_Listed records_
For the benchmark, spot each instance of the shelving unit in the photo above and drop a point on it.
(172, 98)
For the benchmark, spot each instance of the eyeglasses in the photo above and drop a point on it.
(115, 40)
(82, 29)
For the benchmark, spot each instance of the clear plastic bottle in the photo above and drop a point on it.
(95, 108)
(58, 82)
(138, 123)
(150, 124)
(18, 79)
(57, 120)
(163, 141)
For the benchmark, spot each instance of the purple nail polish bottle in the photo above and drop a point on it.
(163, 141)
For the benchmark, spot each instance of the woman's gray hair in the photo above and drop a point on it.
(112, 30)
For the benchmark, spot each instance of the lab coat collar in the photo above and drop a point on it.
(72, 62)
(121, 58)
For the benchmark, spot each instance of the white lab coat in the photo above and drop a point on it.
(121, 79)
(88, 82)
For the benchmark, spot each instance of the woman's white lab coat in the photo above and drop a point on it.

_Exercise directions_
Copy the entries word for word, from the line containing "For the benchmark, spot each instance of the woman's gray" through the end of the entries.

_Complete answer_
For the benchmark, spot each instance of the woman's gray hair in the photo above and drop a point on it.
(112, 30)
For the benchmark, spot each instance of the lab coat collar in the photo above and drop a point on it.
(72, 62)
(121, 58)
For the benchmark, spot each instance of the white lab coat in the photo above and drop a point on it.
(121, 79)
(88, 82)
For the benchmark, spot each instance of the woman's white lab coat in the photo above and drop a point on it.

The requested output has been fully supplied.